Given problem:
Swap every "Query" in the lines below for "Prompt" and write the lines out again with nothing else changed. Leave the pictures out.

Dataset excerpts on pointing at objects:
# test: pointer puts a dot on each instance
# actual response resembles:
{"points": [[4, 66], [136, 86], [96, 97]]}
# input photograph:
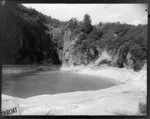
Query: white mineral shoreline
{"points": [[123, 99]]}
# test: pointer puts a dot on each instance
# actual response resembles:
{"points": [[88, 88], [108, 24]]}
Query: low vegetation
{"points": [[30, 37]]}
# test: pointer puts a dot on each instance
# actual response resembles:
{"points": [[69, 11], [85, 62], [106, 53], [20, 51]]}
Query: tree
{"points": [[86, 26]]}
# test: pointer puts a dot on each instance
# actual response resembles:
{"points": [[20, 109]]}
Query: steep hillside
{"points": [[26, 36], [30, 37]]}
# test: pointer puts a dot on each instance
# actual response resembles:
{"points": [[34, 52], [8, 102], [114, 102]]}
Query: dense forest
{"points": [[29, 37]]}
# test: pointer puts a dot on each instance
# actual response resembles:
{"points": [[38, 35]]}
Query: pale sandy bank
{"points": [[124, 99]]}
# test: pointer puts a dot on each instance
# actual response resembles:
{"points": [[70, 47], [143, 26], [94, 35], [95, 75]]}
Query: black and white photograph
{"points": [[74, 59]]}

Result for this exercise:
# test: pointer puts a dot on each instance
# actual response resembles:
{"points": [[4, 66], [136, 86], [96, 97]]}
# input photograph:
Prompt: white mineral shoreline
{"points": [[123, 99]]}
# test: pointer puts a dot on each instance
# actual response resembles:
{"points": [[88, 88], [108, 24]]}
Prompt: low vegetation
{"points": [[30, 37]]}
# test: pointer puts a dot on each instance
# actual response resembles:
{"points": [[69, 11], [85, 62], [106, 53], [20, 51]]}
Prompt: tree
{"points": [[86, 26]]}
# test: pointer puts a dot on each instance
# actual response resembles:
{"points": [[20, 109]]}
Prompt: steep hillside
{"points": [[26, 36], [30, 37]]}
# test: pointer puts a dot on each instance
# actual response resembles:
{"points": [[34, 52], [8, 102], [114, 102]]}
Prompt: dense forest
{"points": [[29, 37]]}
# test: pointer puts a dot on each instance
# actual response resembles:
{"points": [[38, 35]]}
Prompt: pale sandy bank
{"points": [[124, 99]]}
# test: pointer puts a dot on each instance
# actual response resembles:
{"points": [[70, 47], [143, 26], [94, 35], [95, 75]]}
Prompt: black and white photograph
{"points": [[74, 59]]}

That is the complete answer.